_Work instructions_
Repeat the lines below word for word, keeping every one of them in its original order.

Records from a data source
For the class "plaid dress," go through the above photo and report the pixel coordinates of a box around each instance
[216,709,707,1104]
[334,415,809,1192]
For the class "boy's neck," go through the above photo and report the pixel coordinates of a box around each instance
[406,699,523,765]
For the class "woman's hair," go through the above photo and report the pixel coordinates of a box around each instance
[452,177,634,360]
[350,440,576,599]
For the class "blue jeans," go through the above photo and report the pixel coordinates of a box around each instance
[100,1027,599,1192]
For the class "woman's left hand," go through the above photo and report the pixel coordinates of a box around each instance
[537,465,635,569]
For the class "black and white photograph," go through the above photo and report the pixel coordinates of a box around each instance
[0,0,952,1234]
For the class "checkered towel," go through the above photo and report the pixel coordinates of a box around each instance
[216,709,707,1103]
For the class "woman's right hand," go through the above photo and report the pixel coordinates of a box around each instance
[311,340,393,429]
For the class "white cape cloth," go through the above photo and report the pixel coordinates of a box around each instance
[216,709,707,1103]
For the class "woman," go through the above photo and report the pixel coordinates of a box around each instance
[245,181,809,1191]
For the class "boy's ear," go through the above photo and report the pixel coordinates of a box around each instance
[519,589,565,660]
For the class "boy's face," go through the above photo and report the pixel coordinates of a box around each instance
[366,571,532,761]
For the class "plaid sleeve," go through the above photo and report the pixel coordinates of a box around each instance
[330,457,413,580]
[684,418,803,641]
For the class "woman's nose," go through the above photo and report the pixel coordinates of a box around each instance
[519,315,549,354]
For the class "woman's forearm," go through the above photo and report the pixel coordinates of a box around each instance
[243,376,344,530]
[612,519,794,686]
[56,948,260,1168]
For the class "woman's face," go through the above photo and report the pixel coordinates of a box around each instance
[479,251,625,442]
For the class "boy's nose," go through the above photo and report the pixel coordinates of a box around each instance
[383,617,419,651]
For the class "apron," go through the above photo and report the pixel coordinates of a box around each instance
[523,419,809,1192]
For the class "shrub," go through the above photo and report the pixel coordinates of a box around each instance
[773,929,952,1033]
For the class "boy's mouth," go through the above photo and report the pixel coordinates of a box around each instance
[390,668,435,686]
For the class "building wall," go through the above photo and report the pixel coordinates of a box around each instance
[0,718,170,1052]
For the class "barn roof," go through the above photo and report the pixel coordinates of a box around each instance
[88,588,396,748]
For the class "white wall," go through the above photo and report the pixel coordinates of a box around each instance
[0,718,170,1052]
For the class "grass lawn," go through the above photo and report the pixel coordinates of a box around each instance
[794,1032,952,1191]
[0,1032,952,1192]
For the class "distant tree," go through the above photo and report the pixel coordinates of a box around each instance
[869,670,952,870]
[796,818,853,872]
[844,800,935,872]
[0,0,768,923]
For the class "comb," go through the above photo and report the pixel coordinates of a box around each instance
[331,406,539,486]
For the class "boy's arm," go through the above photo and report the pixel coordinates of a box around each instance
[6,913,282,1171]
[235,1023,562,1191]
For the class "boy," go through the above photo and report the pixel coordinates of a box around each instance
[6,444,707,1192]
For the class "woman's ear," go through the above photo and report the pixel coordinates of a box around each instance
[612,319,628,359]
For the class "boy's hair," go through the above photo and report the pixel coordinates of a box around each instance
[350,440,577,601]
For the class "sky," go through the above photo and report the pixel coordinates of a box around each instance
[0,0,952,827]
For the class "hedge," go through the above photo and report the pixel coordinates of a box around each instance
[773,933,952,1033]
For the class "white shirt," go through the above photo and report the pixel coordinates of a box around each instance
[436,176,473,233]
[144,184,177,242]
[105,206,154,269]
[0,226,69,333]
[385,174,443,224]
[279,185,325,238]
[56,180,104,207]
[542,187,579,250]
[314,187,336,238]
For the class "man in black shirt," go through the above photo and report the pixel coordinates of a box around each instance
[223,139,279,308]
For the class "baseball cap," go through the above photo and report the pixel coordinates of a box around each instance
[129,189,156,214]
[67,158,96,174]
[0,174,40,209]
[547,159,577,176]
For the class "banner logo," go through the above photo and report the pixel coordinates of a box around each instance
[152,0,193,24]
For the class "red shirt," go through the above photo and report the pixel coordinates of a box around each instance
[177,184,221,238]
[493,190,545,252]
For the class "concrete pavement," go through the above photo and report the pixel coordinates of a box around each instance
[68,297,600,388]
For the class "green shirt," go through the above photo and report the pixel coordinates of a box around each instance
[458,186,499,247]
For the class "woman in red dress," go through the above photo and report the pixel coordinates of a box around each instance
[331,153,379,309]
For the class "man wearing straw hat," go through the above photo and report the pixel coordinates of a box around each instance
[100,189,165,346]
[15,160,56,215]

_Result_
For the class "plaid dress," go through the above photo and report the pixel coordinates of a box around each instance
[216,709,707,1104]
[334,415,809,1192]
For the class "boy's neck," go through the above photo and report the pixel coordinates of a box around each instance
[406,699,523,765]
For the class "woman's hair," go through the above photo and report the pixel coordinates of a box around each instance
[452,177,634,360]
[350,440,576,599]
For the class "blue jeans," go through the above photo and report the pixel coordinates of a box around each instance
[100,1027,599,1192]
For the class "woman's left hand," go through the above photo and report the pixel coordinates of a box around each instance
[537,465,635,569]
For the class "black and white photograph," go through the above photo and report the pixel coordinates of a box around each instance
[0,0,952,1234]
For the class "checkered towel," go through the above photo and report the pixel coordinates of a box around each instance
[216,709,707,1103]
For the class "woman's right hand," go through the above photo and report the pixel coordinates of a box around each instance
[311,340,393,429]
For the class "white cape cloth," go through the above photo and report the pixel coordinates of a box around each instance
[216,709,707,1103]
For the class "woman," go through the above photo and report the pixel coordinates of a box around each instance
[245,181,809,1191]
For the class "boy's ear," go through the above photo and report the pixel coordinates of a box around each instance
[519,589,565,660]
For the class "boy's face," go through the above photo and report the pixel coordinates of a box around each instance
[366,571,532,761]
For the class "plaid sleeve," go through the above photo and report the pixel coordinates of a box around each instance
[330,457,413,580]
[684,418,803,641]
For the class "woman's nose," go through the above photo and report the pixel coordinates of a box around each instance
[519,315,549,354]
For the class "woman's forearm," go through the above photo and report the pixel coordinates of a box around each instance
[243,376,344,530]
[612,519,794,686]
[56,948,260,1168]
For the class "woman's face," go through the above photo and report the pixel coordinates of a box around each instance
[479,251,625,442]
For the class "boy's nose," go through the above photo and report the pixel coordinates of a box around each instance
[383,617,419,651]
For the class "apron," go through the above photo and report the pixel coordinates of a box around each instance
[523,419,809,1192]
For the class "shrub," go through the above photo and report the pixel coordinates of a box around each instance
[773,929,952,1033]
For the class "boy's mouth," go through the above photo and report the pixel coordinates of a box around each instance
[390,668,435,686]
For the class "building wall," go through the above photo and report the pixel coordinates of a box around each instance
[0,718,170,1052]
For the class "barn roof," go through the above photo and report the pixel coordinates of a box around each instance
[88,588,396,748]
For the class "white wall," go through the above photo and report the pixel coordinates of a box around each instance
[0,718,170,1052]
For the class "grass lawn," go through the above photo and report the pixel coordinates of a box around each instance
[794,1032,952,1191]
[0,1032,952,1192]
For the class "distant tree," go through the above photo and report the pixel coordinates of a box around each instance
[869,670,952,870]
[796,818,853,872]
[844,800,935,872]
[0,0,768,923]
For the class "comb," go through the above photo and report the pixel coordinates of a box around each instance
[331,406,539,486]
For the class "boy's arm," go through the above photo and report the pixel coordinates of a box around each instance
[6,913,282,1171]
[235,1023,562,1191]
For the class "boy," go through the above photo and report the pixel coordinates of a box around each instance
[6,444,707,1192]
For the class "woman's ear," go through the above photo and report the pixel coordinates of a box around each instance
[612,319,628,359]
For the class "boy's hair," go through the above photo and report the pixel coordinates of a box around each instance
[350,440,577,601]
For the class "sky," go through the above photo and report the pixel coordinates of a box around each instance
[0,0,952,827]
For the class "hedge," go through the above photo and report the pixel coordinates of a box around each instance
[773,933,952,1033]
For the class "white shirt," go through the above photo and report the pixel coordinates of a box around each instance
[436,176,473,233]
[144,184,177,242]
[105,206,154,269]
[0,226,69,333]
[385,174,443,224]
[279,185,325,238]
[56,180,104,207]
[542,187,579,250]
[314,187,336,238]
For the class "man in black shirt," go through the above photo and report the pixel coordinates of a box around each instance
[223,139,279,308]
For the class "baseball cap," go through the above photo and report the pixel coordinates of a box around each instance
[129,189,156,214]
[67,158,96,174]
[0,174,40,209]
[547,159,577,176]
For the class "banner logo," go through the above photo and report the pixel coordinates of a box around each instance
[152,0,193,24]
For the class "red shirt," go through the above photo and report the pixel coordinates of a box around each instance
[177,184,221,238]
[493,190,545,252]
For the class "concrete pavement," go through the above photo and report the pixel coordinates of a box around each instance
[68,297,600,388]
For the class "green shirt," go through the above photo and report the pixel coordinates of a box around each instance
[458,186,499,247]
For the class "woman in red dress," go through the above photo and report the pixel coordinates of a box around each instance
[331,153,379,309]
For the class "man wearing straw hat," go through the above photo and report the pixel coordinates of a box around each instance
[100,189,165,346]
[15,160,56,215]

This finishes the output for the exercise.